### EXERCISE:
From the judgment excerpt below, explain why the ninth ground of appeal says the land awarded to the respondent was an error apparent on the face of the record. Answer in one to three sentences.
— BEGIN SOURCE EXCERPT —
Bartera Moiyo v Christopher Kuto [2020] KEELC 532 (KLR)
Full Case Text
REPUBLIC OF KENYA
IN THE ENVIRONMENT & LAND COURT OF KENYA AT ELDORET
ELC APPEAL NO. 24 OF 2020
BARTERA MOIYO...................................................APPELLANT
VERSUS
CHRISTOPHER KUTO............................................RESPONDENT
(Being an appeal from the entire ruling of the Principal Magistrate's court at Kapsabet (Hon. Atonga) delivered on 20th July, 2006 in PMCC No. 32 of 1989)
JUDGMENT
This appeal arises from the lower court's ruling dated 20th July 2006 delivered in Kapsabet in RMCC NO. 32 of 1989. The appellant herein being aggrieved by the said ruling lodged this appeal vide a memorandum of appeal filed on 26th July 2006 listing 14 grounds that:
1. The Learned Magistrate erred both in law and fact by finding with finality that no other Magistrate could consider an application for review of an order other than the Magistrate who made that order in the first instance not withstanding that the Magistrate who made the order had long left the station and the Judiciary.
2. The Learned Magistrate erred in law and fact in finding that he could not decide the application because he was not the Magistrate who heard it before despite the fact that Hon Kinuthia who heard the application before was no longer in the station.
3. The Learned Magistrate erred in law and fact in failing to find that the provisions of order X LIV Rule 4 as introduced by LN No. 5 of 1996 expressly allowed him to hear an application for review where the officer who made the order was no longer attached to the court.
4. The Learned Magistrate erred both in fact and law when knowing that he was not the one who had made the order to be reviewed nevertheless went ahead to hear submissions by both parties and then failed to make any finding on the said submissions save that he could not consider the application not being the Magistrate who made the order.
5. The Learned Magistrate erred both in fact and law in failing to refer the matter to another court for hearing if indeed he was precluded from hearing the same on account of not being the Magistrate who made the order the subject of the review.
6. The Learned Magistrate erred in law and fact in finding that the Appellant's only remedy lay in an appeal to the High Court despite express evidence that the Appellant had not appealed and that therefore the law allowed him to apply for a review.
7. The Learned Magistrate erred in law and fact in failing to make a finding on any of the issues raised by the parties in their submissions and especially erred in finding that if there was an error apparent on the face of the record, he was not competent to hear the application not having been the Magistrate who heard it in the first instance.
8. The Learned Magistrate erred in law and fact in holding that the application of the appellant should have been brought by way of an appeal and that he would be sitting on the appeal if he decided the application.
9. That the learned Magistrate erred in law and fact in failing to find that the schedule from the Settlement Fund Officer and the Land Registrar, direct evidence to the effect that the Respondent was only entitled to 49 acres and not the 52 acres of land awarded to him did constitute an error apparent on the face of record.
— END SOURCE EXCERPT —
— BEGIN DATA ROWS —
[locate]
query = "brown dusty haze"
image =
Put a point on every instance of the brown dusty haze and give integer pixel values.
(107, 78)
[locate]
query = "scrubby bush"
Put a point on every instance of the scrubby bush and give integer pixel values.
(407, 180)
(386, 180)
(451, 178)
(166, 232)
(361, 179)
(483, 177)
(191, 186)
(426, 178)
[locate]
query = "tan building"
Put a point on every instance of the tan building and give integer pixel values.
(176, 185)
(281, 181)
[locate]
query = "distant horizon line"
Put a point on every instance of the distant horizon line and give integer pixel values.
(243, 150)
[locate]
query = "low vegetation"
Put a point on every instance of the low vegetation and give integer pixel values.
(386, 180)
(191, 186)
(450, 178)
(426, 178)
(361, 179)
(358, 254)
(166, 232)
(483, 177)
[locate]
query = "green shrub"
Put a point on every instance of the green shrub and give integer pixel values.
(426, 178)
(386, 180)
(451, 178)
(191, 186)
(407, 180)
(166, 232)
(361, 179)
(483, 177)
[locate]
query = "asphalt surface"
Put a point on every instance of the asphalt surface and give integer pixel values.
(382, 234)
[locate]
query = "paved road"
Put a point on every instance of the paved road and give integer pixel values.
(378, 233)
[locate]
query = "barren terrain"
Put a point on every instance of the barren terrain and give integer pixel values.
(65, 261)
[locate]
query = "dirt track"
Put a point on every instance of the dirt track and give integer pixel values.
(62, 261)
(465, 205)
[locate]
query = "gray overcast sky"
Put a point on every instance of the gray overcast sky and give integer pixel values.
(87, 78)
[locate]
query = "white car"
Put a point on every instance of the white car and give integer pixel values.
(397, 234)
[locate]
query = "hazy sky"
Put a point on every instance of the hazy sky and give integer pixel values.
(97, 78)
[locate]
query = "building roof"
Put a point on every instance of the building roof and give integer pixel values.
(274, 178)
— END DATA ROWS —
### RESULT OF THE EXERCISE:
The ninth ground states that the schedule from the Settlement Fund Officer and the Land Registrar was direct evidence that the respondent was entitled to only 49 acres, yet he was awarded 52 acres. The appellant argues that this discrepancy was an error apparent on the face of the record, which the magistrate erred in failing to find.